● **Fragmento del texto**
────────
Así reaccionó Jesús cuando una mujer de mala vida le besó exageradamente

Por: Carlos Padilla Esteban

Jesús tiene una mirada honda que ve el corazón del hombre. Jesús ve la fragilidad de todos y perdona siempre. Jesús va a comer a casa de un fariseo llamado Simón y sabe cómo es su vida, cómo es su forma de amar y de mirar a los hombres.

Lo conoce: “Un fariseo le rogó que comiera con él, y, entrando en la casa del fariseo, se puso a la mesa”. Va a comer con él porque él se lo ruega. Porque Jesús come con todos. No hace distinción de personas. Es veraz. Es auténtico.

Come con Simón al que ama como es, sin juzgarlo. Me gusta esa mirada abierta de Jesús. No busca los cargos. No piensa en los títulos ni en las ventajas. No se sienta sólo con los más afines.

Trata a todos igual sin importarle su condición, su forma de vestir, su dinero, su poder. A veces yo hago distinciones. Trato mejor a unos que a otros. Ignoro a los que no pueden darme nada.

El otro día leía: Para entrar en el reino de Dios es importante que todos sientan como suya la preocupación de Dios por los perdidos y su alegría al recuperarlos. Hay que aprender a mirar de otra manera a esas gentes extraviadas que casi todos desprecian[1].

Mirar como Jesús mira al mundo, a las personas. Acoge a los despreciados. A los rechazados por los hombres. Yo no miro como Jesús mira. Miro mejor a los que más quiero, a los que me aportan algo. Miro juzgando a los que actúan mal y no son como yo.

Jesús mira igual al fariseo que a la mujer pecadora. La mirada que tenga sobre la vida es lo único que de verdad importa. La mirada vuelve la realidad impura o conserva su pureza virginal.

Simón juzga a Jesús y a la mujer. Los mira y ve su debilidad. Hay personas especializadas en buscar las debilidades de los hombres. Los analizan y buscan su punto débil. Los atacan donde más les duele. Buscan herir. Se ríen. Condenan al ver el pecado.
────────
● **Material**
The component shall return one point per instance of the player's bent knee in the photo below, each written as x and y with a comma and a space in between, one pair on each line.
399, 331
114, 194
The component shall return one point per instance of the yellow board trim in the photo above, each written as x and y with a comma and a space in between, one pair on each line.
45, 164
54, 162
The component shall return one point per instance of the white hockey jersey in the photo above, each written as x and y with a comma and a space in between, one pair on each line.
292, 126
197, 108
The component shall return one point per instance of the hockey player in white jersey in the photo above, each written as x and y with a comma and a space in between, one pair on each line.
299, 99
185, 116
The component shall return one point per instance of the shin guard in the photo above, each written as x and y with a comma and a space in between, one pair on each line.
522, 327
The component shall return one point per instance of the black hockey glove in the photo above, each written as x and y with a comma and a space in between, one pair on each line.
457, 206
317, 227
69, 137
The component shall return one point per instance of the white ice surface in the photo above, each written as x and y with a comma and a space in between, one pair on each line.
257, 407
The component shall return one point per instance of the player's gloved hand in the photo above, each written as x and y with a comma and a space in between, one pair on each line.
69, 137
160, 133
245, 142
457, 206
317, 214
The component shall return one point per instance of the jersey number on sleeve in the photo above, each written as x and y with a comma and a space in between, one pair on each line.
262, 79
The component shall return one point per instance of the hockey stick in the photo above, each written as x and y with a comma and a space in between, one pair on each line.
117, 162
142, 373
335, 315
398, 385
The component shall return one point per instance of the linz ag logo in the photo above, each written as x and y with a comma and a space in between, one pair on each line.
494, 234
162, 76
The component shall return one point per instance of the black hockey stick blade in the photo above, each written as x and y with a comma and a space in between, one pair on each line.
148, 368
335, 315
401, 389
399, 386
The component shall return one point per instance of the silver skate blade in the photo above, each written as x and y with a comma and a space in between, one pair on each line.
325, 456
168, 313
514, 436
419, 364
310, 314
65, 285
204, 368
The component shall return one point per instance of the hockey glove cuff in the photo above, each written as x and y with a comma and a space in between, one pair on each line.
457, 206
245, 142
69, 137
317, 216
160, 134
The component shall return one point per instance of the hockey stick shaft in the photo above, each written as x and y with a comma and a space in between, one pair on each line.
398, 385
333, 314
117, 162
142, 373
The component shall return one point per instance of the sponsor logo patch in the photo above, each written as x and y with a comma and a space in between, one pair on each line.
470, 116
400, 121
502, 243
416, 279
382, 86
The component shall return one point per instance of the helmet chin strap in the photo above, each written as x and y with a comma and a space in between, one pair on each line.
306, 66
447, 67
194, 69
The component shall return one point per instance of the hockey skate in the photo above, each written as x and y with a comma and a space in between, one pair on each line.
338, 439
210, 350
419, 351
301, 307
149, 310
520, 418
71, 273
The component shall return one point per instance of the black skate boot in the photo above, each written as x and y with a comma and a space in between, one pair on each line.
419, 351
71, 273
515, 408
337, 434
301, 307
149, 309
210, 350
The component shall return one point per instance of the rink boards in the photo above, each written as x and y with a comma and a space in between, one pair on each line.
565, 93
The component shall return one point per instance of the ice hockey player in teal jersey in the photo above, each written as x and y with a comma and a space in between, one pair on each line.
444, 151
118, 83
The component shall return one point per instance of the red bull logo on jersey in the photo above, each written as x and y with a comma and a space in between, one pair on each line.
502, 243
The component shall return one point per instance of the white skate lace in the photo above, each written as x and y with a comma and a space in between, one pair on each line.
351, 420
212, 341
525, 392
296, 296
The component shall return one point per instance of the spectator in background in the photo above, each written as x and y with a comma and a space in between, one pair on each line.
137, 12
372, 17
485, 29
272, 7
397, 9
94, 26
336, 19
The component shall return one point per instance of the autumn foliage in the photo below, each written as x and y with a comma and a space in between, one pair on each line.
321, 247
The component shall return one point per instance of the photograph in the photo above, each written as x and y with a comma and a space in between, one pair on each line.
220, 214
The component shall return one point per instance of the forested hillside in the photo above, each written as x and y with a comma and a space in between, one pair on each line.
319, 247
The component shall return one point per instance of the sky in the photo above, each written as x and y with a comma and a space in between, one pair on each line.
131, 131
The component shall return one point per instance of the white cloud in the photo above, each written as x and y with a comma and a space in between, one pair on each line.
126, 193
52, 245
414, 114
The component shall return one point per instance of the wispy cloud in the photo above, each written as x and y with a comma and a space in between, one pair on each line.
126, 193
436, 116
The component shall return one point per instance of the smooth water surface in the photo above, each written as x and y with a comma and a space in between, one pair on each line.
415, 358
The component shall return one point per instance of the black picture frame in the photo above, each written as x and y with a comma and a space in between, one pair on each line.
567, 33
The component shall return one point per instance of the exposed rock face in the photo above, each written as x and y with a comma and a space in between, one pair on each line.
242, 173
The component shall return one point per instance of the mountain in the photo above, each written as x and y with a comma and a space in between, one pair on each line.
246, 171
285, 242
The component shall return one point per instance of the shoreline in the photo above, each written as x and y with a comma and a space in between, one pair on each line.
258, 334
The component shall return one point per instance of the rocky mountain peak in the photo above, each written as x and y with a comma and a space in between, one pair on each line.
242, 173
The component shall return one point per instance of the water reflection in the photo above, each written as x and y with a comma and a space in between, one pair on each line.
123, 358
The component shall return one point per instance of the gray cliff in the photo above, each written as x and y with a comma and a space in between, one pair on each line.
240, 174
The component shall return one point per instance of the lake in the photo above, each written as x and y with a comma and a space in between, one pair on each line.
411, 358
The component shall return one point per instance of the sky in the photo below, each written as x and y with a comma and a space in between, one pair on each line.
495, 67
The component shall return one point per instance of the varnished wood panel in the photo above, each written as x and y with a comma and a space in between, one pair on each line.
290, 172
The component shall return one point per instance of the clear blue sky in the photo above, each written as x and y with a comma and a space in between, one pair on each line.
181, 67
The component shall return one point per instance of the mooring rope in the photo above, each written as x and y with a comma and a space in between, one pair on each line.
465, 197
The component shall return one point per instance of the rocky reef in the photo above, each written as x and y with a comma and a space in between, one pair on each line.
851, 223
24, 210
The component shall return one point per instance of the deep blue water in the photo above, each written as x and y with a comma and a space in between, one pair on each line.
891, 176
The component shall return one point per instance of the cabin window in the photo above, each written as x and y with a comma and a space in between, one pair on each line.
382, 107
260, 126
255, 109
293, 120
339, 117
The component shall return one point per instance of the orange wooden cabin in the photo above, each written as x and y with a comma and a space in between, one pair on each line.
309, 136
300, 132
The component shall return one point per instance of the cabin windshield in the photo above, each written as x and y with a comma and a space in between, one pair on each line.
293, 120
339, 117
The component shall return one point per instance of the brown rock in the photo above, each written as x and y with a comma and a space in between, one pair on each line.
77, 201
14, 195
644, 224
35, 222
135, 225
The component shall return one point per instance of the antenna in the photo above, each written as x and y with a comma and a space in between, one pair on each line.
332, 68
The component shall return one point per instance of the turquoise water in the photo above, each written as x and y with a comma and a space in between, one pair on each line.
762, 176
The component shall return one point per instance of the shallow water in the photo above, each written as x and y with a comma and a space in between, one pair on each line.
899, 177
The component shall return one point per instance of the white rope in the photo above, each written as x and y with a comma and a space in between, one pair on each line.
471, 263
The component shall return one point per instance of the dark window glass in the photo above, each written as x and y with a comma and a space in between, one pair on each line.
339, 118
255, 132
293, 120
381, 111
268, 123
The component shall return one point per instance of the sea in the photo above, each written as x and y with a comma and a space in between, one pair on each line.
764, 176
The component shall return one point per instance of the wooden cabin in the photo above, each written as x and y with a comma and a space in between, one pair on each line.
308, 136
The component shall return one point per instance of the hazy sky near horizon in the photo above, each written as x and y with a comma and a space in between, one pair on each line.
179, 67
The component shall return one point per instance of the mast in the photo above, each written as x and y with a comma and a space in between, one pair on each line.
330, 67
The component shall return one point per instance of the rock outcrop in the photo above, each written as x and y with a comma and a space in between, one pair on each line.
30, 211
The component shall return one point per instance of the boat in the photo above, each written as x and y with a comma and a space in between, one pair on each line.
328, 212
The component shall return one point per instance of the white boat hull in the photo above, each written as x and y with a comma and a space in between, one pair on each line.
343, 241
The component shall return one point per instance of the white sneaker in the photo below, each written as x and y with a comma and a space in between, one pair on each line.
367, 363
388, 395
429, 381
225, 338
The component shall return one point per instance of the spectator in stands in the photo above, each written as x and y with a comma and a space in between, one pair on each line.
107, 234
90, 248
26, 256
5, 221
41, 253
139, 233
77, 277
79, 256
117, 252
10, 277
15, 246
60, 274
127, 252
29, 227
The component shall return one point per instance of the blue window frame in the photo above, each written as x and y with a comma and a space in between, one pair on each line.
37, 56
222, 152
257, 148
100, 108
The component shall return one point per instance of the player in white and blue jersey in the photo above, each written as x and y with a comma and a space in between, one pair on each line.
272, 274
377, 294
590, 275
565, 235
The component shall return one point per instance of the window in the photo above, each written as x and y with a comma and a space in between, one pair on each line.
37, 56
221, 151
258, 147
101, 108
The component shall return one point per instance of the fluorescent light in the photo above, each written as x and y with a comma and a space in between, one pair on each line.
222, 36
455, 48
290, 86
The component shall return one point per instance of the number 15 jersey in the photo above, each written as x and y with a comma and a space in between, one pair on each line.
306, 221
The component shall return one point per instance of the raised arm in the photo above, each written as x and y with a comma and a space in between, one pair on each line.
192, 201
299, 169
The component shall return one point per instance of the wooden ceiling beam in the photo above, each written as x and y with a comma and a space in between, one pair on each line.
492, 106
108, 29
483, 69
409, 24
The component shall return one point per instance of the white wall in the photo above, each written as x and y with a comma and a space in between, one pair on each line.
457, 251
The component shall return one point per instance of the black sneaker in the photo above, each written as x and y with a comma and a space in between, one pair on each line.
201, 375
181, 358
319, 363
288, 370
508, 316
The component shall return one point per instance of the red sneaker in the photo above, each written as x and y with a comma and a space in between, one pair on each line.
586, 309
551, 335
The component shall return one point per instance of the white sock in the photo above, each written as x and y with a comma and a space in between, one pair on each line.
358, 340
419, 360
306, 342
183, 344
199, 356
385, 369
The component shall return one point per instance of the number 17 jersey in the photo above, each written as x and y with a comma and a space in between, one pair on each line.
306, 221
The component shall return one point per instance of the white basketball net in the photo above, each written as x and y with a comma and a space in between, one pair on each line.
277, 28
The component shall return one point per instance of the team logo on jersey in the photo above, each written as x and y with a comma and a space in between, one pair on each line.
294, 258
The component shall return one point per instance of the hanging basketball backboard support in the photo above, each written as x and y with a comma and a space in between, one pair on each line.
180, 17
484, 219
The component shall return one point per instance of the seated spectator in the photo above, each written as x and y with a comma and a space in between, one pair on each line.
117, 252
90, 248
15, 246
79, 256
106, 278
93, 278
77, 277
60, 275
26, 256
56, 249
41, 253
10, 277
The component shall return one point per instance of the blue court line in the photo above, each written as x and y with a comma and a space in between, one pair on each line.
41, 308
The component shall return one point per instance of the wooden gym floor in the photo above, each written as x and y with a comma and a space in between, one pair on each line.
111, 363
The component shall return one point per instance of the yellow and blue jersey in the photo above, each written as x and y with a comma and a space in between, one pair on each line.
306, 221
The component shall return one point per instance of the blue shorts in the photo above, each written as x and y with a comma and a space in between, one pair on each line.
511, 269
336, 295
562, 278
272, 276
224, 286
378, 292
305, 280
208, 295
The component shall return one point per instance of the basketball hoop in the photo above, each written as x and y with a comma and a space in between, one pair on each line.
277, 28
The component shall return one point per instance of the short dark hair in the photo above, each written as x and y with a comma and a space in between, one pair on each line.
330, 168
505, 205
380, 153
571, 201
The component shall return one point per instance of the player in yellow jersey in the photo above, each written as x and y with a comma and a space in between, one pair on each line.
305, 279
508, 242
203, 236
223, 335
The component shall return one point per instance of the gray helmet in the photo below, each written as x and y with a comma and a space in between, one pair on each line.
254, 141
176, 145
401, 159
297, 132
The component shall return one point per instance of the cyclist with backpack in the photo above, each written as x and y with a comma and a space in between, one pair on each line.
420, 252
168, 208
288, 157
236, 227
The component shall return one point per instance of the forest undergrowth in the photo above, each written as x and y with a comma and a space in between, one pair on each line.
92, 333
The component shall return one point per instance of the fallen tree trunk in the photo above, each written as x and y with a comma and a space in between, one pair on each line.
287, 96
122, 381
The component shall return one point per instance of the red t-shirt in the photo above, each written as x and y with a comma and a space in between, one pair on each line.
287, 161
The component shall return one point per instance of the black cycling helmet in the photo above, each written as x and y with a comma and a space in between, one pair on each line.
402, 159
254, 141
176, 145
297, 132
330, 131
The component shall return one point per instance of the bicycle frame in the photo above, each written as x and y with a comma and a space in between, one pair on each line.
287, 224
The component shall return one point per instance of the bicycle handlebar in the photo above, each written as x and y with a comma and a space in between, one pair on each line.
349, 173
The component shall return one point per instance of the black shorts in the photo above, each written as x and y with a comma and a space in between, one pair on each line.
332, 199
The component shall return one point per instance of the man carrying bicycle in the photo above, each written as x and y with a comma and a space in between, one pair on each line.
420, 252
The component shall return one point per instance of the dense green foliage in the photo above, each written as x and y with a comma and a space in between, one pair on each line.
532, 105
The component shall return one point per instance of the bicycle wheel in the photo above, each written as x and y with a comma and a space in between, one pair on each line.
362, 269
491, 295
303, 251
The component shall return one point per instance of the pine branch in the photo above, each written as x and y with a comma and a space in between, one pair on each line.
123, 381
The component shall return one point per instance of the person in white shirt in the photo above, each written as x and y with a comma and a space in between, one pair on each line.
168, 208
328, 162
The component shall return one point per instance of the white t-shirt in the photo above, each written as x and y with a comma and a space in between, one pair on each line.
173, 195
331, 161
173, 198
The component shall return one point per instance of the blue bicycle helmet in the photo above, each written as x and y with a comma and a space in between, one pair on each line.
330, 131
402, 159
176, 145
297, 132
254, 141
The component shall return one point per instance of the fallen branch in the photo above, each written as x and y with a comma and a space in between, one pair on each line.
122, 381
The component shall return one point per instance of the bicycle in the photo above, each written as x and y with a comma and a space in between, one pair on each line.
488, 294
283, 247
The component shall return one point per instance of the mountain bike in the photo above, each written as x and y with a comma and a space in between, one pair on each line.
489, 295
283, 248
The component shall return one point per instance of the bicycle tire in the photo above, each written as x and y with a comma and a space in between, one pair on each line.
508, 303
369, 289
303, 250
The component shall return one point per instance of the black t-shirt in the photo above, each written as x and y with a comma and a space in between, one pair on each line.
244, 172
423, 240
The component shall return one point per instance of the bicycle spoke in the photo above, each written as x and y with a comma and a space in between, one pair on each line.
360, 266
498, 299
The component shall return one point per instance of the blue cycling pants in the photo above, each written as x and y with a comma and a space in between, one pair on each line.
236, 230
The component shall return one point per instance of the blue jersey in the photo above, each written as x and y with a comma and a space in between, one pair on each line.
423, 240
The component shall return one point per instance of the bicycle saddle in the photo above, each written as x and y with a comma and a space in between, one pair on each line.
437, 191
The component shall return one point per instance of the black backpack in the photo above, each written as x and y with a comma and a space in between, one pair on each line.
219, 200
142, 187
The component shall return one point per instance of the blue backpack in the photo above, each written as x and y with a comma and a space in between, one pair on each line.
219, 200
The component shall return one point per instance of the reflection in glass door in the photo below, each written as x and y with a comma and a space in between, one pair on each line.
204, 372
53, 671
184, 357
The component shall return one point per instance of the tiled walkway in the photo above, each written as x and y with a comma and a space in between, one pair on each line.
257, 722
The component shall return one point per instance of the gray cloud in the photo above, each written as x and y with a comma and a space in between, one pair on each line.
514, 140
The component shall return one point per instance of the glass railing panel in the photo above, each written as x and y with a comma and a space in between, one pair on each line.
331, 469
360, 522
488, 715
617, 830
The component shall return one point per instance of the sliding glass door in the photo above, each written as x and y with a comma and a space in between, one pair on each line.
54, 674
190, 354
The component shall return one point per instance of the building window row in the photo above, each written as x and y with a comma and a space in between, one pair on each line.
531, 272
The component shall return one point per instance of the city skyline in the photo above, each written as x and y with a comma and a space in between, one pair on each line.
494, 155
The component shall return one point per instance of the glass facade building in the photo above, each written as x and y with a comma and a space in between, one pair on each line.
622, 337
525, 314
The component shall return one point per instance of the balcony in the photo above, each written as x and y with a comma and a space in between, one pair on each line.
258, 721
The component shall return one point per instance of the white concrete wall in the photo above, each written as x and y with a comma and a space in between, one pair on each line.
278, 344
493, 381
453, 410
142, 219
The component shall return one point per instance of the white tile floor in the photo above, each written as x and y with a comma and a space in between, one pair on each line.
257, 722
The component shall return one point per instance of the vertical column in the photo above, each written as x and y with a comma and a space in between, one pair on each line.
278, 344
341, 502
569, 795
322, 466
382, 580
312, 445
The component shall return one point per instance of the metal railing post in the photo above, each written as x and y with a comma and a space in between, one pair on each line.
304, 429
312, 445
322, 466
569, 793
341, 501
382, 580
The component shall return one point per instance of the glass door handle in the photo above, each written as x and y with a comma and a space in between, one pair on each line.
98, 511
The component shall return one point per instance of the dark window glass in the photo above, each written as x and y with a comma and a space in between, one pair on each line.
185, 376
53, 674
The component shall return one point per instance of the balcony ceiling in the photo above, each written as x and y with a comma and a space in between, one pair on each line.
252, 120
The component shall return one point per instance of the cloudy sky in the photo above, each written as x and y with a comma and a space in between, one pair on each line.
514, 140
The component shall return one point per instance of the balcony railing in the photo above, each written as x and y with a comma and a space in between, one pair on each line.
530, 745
────────
● **Qué debes hacer**
¿Puedes continuar la reflexión sobre la mirada de Jesús en casa del fariseo Simón, empezando después de su última frase?

● **Resultado**
El fariseo es así. Mira a Jesús y lo juzga por aceptar el amor de una mujer pecadora y no ser profeta como él creía. A la mujer la mira y la juzga por entrar en su casa. Mira su vida pasada llena de pecado.

La mira y la condena por comportarse con Jesús de manera impropia: “Al verlo el fariseo se decía para sí: – Si este fuera profeta, sabría quién y qué clase de mujer es la que le está tocando, pues es una pecadora”.

Jesús no juzga a la mujer. No la juzga por fuera, por su apariencia. No condena sus gestos de amor. La mira en su verdad y ve cuánto amor tiene dentro. Mira su arrepentimiento y su amor al saberse perdonada.

A veces me acerco o me alejo de las personas a través de mi mirada. Creo que veo pero soy en verdad ciego. Miro la superficie de las cosas y me dejo llevar por ese juicio superficial sobre la vida.

Comenta el papa Francisco en la exhortación apostólica Amoris Laetitia: Para disponerse a un verdadero encuentro con el otro, se requiere una mirada amable puesta en él. Esto no es posible cuando reina un pesimismo que destaca defectos y errores ajenos, quizás para compensar los propios complejos”.

El problema de nuestra mirada está en el corazón. Miramos mal porque amamos mal. Miramos mal porque estamos llenos de rencores y amarguras.

Miramos mal porque competimos buscando amor y reconocimiento. Porque pensamos que seremos más felices cuando todos nos reconozcan. Miramos mal porque nos gustan los logros, los éxitos y las victorias.

Y pensamos que hay personas que no triunfan en la vida. Nos alejamos de los perdedores. Nos atraen aquellos a los que les va bien en la vida. Triunfan y eso nos atrae. Nos atrae la apariencia lujosa de otras vidas.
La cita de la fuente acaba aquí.